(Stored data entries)

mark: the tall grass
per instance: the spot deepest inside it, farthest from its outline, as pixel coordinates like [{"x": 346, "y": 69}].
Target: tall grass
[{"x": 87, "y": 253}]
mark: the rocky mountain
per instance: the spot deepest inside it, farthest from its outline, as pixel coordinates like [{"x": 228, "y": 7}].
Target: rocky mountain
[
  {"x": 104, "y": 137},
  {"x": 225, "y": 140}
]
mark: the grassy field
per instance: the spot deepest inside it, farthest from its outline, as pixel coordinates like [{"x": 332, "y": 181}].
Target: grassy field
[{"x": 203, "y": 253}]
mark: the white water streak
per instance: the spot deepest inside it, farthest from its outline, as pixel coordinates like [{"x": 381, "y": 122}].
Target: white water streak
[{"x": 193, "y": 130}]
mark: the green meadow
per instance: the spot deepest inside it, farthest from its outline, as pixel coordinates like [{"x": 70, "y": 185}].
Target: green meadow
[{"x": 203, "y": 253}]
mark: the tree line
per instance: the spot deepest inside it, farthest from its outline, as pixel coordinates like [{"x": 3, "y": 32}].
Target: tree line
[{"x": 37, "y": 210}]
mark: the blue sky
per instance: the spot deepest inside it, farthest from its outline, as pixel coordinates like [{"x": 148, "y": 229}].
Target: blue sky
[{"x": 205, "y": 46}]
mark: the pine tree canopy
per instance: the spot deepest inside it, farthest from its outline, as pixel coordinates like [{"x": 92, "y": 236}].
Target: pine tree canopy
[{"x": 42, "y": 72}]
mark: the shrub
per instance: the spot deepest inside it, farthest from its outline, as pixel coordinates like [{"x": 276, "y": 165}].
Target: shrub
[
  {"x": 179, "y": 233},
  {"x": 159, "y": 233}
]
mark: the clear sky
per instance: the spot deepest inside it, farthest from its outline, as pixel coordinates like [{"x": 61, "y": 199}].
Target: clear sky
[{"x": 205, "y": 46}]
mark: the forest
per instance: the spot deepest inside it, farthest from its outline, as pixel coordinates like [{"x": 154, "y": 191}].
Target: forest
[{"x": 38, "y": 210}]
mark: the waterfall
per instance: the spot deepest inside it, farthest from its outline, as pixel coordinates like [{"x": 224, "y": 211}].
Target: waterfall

• _Task directions_: With the line containing "mark: the shrub" as the first, output each line through the final line of the entries above, exactly.

• _Reply to the task_:
mark: the shrub
per instance: the spot deepest inside it, farthest from its outline, as pixel coordinates like [{"x": 276, "y": 165}].
Target: shrub
[
  {"x": 179, "y": 233},
  {"x": 159, "y": 233}
]
mark: the clear sky
per instance: the spot deepest inside it, farthest from its outline, as pixel coordinates like [{"x": 61, "y": 199}].
Target: clear sky
[{"x": 205, "y": 46}]
mark: the forest
per instance: the spot deepest inside it, farthest from its outline, as pixel coordinates like [{"x": 154, "y": 191}].
Target: forest
[{"x": 38, "y": 210}]
mark: the waterfall
per instance: the spot deepest inside it, farthest from its outline, as pixel coordinates like [{"x": 224, "y": 211}].
Target: waterfall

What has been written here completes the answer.